(Collection entries)

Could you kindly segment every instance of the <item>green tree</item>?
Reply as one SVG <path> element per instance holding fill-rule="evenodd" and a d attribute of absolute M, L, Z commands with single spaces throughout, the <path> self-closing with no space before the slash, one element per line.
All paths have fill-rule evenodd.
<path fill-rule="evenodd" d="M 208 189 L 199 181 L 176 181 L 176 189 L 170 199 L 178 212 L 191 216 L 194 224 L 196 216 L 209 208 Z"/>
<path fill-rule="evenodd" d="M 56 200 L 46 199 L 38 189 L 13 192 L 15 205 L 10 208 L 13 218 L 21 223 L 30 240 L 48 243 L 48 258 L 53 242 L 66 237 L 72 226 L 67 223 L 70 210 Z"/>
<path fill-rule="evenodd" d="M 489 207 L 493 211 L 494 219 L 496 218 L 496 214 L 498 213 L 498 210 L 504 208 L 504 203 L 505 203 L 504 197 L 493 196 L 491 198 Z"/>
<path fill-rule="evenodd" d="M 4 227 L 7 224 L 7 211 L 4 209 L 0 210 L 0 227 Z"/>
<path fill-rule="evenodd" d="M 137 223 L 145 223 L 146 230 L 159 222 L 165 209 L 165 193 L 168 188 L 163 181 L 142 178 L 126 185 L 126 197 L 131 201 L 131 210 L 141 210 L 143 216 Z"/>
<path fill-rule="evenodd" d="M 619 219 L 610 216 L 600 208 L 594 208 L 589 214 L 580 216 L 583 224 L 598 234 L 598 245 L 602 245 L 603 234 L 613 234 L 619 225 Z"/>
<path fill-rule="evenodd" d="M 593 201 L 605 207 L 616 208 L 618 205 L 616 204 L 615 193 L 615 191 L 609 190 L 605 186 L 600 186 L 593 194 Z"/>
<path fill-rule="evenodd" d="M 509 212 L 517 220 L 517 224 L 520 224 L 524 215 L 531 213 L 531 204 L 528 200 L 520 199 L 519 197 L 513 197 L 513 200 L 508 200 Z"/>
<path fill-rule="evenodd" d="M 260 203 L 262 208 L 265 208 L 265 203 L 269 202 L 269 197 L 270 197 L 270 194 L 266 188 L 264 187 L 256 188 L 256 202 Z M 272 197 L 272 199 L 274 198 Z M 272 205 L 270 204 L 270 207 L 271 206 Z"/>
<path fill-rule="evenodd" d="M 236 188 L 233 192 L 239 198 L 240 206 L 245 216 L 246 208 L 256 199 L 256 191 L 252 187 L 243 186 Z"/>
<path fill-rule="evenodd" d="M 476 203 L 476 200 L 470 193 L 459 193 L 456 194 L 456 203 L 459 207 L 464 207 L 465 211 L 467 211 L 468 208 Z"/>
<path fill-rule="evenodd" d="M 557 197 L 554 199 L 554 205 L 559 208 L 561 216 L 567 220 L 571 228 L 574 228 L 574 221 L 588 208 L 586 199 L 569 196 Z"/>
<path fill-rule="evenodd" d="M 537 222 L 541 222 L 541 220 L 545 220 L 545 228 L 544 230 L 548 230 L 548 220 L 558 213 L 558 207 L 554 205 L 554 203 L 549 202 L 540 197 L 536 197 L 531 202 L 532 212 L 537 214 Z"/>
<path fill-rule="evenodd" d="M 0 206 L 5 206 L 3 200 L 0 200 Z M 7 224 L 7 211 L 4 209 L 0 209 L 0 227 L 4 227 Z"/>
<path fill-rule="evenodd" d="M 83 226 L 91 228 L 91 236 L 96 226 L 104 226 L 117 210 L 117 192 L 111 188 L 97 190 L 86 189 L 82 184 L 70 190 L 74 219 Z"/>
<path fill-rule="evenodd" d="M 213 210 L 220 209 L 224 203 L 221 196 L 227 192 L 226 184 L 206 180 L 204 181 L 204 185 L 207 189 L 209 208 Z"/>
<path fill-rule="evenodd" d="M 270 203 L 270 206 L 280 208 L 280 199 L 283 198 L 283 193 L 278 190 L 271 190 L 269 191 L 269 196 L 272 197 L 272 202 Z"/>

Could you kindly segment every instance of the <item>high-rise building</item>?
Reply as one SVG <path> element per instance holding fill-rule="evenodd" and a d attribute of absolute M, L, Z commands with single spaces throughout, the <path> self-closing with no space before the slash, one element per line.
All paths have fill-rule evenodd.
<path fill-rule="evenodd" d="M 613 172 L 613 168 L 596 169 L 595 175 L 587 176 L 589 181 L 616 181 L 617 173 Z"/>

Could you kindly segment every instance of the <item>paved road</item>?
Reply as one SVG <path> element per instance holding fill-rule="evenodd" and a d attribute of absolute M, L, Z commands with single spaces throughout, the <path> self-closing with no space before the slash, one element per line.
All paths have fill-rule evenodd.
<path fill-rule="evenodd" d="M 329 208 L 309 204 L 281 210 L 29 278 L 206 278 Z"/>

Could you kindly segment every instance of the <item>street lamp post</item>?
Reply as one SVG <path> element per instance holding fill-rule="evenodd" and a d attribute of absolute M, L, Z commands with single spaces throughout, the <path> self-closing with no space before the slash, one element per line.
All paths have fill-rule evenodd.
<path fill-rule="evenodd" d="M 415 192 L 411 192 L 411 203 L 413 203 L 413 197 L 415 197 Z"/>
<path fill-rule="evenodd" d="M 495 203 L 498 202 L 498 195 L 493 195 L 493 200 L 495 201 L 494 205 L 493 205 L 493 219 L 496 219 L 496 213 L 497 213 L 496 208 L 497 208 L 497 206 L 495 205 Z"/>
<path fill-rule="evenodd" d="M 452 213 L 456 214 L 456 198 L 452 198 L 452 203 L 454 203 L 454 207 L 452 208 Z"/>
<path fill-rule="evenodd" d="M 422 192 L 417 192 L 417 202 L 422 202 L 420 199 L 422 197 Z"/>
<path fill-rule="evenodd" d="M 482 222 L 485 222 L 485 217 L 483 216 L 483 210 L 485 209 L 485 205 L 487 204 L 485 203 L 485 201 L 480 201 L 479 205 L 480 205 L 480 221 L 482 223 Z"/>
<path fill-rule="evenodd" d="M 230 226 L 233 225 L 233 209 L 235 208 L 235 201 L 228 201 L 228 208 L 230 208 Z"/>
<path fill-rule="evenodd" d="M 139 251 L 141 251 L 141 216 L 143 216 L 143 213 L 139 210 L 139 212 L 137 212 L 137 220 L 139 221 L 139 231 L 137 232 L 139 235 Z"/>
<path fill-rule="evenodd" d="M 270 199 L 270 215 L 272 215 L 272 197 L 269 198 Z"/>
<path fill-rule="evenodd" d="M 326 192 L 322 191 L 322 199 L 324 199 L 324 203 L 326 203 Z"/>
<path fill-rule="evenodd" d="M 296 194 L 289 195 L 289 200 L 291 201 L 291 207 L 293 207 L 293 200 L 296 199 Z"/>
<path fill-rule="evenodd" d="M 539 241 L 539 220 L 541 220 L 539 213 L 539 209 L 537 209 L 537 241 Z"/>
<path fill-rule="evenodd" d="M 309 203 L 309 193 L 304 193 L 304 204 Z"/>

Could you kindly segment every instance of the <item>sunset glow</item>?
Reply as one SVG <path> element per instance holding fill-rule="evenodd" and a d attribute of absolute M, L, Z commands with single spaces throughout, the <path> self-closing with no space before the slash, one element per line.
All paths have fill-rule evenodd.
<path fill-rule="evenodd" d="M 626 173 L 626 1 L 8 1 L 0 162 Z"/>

EXERCISE BRIEF: Extract all of the data exactly as written.

ANSWER BOX:
Could you kindly segment every instance of the <item>green tree</item>?
Reply as one SVG <path> element per instance holding fill-rule="evenodd" and a d attribute of absolute M, L, Z commands with single spaces throughout, the <path> self-closing with no space before the slash, one element per line.
All paths have fill-rule evenodd.
<path fill-rule="evenodd" d="M 208 189 L 199 181 L 176 181 L 176 189 L 170 199 L 178 212 L 191 216 L 194 224 L 196 216 L 209 208 Z"/>
<path fill-rule="evenodd" d="M 56 200 L 46 199 L 38 189 L 13 192 L 15 205 L 10 208 L 13 218 L 21 223 L 30 240 L 48 243 L 48 258 L 53 242 L 66 237 L 72 226 L 67 223 L 70 210 Z"/>
<path fill-rule="evenodd" d="M 489 207 L 493 211 L 494 219 L 496 218 L 496 214 L 498 213 L 498 210 L 504 208 L 504 203 L 505 203 L 504 197 L 493 196 L 491 198 Z"/>
<path fill-rule="evenodd" d="M 4 227 L 7 224 L 7 211 L 4 209 L 0 210 L 0 227 Z"/>
<path fill-rule="evenodd" d="M 137 223 L 145 223 L 146 230 L 159 222 L 165 209 L 165 193 L 168 188 L 163 181 L 142 178 L 126 185 L 126 197 L 131 201 L 131 210 L 141 210 L 143 216 Z"/>
<path fill-rule="evenodd" d="M 619 219 L 610 216 L 600 208 L 594 208 L 589 214 L 580 216 L 583 224 L 598 234 L 598 245 L 602 245 L 603 234 L 613 234 L 619 225 Z"/>
<path fill-rule="evenodd" d="M 593 201 L 605 207 L 616 208 L 618 205 L 616 204 L 615 193 L 615 191 L 609 190 L 605 186 L 600 186 L 593 194 Z"/>
<path fill-rule="evenodd" d="M 509 212 L 517 220 L 517 224 L 520 224 L 524 215 L 531 213 L 531 204 L 528 200 L 520 199 L 519 197 L 513 197 L 513 200 L 508 200 Z"/>
<path fill-rule="evenodd" d="M 260 203 L 262 208 L 265 208 L 265 203 L 269 202 L 269 197 L 270 197 L 270 194 L 266 188 L 264 187 L 256 188 L 256 202 Z M 272 197 L 272 199 L 274 198 Z M 272 205 L 270 204 L 270 207 L 271 206 Z"/>
<path fill-rule="evenodd" d="M 236 188 L 233 192 L 239 198 L 240 206 L 245 216 L 246 208 L 256 199 L 256 191 L 252 187 L 243 186 Z"/>
<path fill-rule="evenodd" d="M 476 203 L 476 200 L 470 193 L 459 193 L 456 194 L 456 203 L 459 207 L 464 207 L 465 211 L 467 211 L 468 208 Z"/>
<path fill-rule="evenodd" d="M 557 197 L 554 199 L 554 205 L 559 208 L 561 216 L 567 220 L 571 228 L 574 228 L 574 221 L 588 208 L 586 199 L 569 196 Z"/>
<path fill-rule="evenodd" d="M 537 222 L 541 222 L 541 220 L 545 220 L 545 228 L 544 230 L 548 230 L 548 220 L 558 213 L 558 207 L 554 205 L 554 203 L 549 202 L 540 197 L 536 197 L 531 202 L 532 212 L 537 214 Z"/>
<path fill-rule="evenodd" d="M 0 206 L 5 206 L 3 200 L 0 200 Z M 7 224 L 7 211 L 4 209 L 0 209 L 0 227 L 4 227 Z"/>
<path fill-rule="evenodd" d="M 83 226 L 91 228 L 91 236 L 96 226 L 104 226 L 117 210 L 117 192 L 111 188 L 97 190 L 86 189 L 82 184 L 70 190 L 74 219 Z"/>
<path fill-rule="evenodd" d="M 213 210 L 220 209 L 224 203 L 221 196 L 227 192 L 226 184 L 206 180 L 204 181 L 204 185 L 207 189 L 209 208 Z"/>
<path fill-rule="evenodd" d="M 270 203 L 270 206 L 280 208 L 280 199 L 283 198 L 283 193 L 278 190 L 271 190 L 269 191 L 269 196 L 272 197 L 272 202 Z"/>

Could you kindly segment every instance of the <item>high-rise building</item>?
Reply as one SVG <path> element per instance holding fill-rule="evenodd" and a d attribute of absolute M, L, Z commands with single spaces throughout, the <path> self-closing with no space before the slash, one element per line.
All paths have fill-rule evenodd.
<path fill-rule="evenodd" d="M 613 172 L 613 168 L 596 169 L 595 175 L 587 176 L 589 181 L 616 181 L 617 173 Z"/>

Could you kindly segment every instance of the <item>paved road</item>?
Reply as one SVG <path> element per instance holding fill-rule="evenodd" and a d attribute of absolute M, L, Z commands with single spaces throughout, the <path> self-closing with no space before the slash, one element per line.
All paths have fill-rule evenodd.
<path fill-rule="evenodd" d="M 329 208 L 309 204 L 281 210 L 29 278 L 206 278 Z"/>

Could you kindly segment every instance of the <item>street lamp post</item>?
Reply as one SVG <path> element per instance holding fill-rule="evenodd" and a d attribute of absolute M, L, Z commands with single spaces throughout, the <path> self-closing with no space before the slash, one element per line.
All paths have fill-rule evenodd.
<path fill-rule="evenodd" d="M 415 192 L 411 192 L 411 203 L 413 203 L 413 197 L 415 197 Z"/>
<path fill-rule="evenodd" d="M 495 203 L 498 202 L 498 195 L 493 195 L 493 200 L 495 201 L 494 205 L 493 205 L 493 219 L 496 219 L 496 213 L 497 213 L 496 208 L 497 208 L 497 206 L 495 205 Z"/>
<path fill-rule="evenodd" d="M 452 213 L 456 214 L 456 198 L 452 198 L 452 203 L 454 203 L 454 207 L 452 208 Z"/>
<path fill-rule="evenodd" d="M 422 192 L 417 192 L 417 202 L 422 202 L 420 199 L 422 197 Z"/>
<path fill-rule="evenodd" d="M 482 222 L 485 222 L 485 217 L 483 216 L 483 210 L 485 209 L 485 205 L 487 204 L 485 203 L 485 201 L 480 201 L 479 205 L 480 205 L 480 221 L 482 223 Z"/>
<path fill-rule="evenodd" d="M 230 226 L 233 225 L 233 209 L 235 208 L 235 201 L 228 201 L 228 208 L 230 208 Z"/>
<path fill-rule="evenodd" d="M 139 251 L 141 251 L 141 216 L 143 216 L 143 213 L 139 210 L 139 212 L 137 212 L 137 220 L 139 221 L 139 231 L 137 232 L 139 235 Z"/>
<path fill-rule="evenodd" d="M 270 199 L 270 215 L 272 215 L 272 197 L 269 198 Z"/>
<path fill-rule="evenodd" d="M 326 192 L 322 191 L 322 199 L 324 199 L 324 203 L 326 203 Z"/>
<path fill-rule="evenodd" d="M 296 194 L 289 195 L 289 200 L 291 201 L 291 207 L 293 207 L 293 200 L 296 199 Z"/>
<path fill-rule="evenodd" d="M 539 241 L 539 220 L 541 220 L 539 213 L 539 209 L 537 209 L 537 241 Z"/>
<path fill-rule="evenodd" d="M 309 203 L 309 193 L 304 193 L 304 204 Z"/>

Could you kindly segment every instance of the <item>sunset glow</item>?
Reply as one SVG <path> element per instance holding fill-rule="evenodd" and a d attribute of absolute M, L, Z commands with single spaces throughout, the <path> self-closing with no space before the slash, one element per line.
All paths have fill-rule evenodd.
<path fill-rule="evenodd" d="M 626 173 L 626 1 L 8 1 L 0 162 Z"/>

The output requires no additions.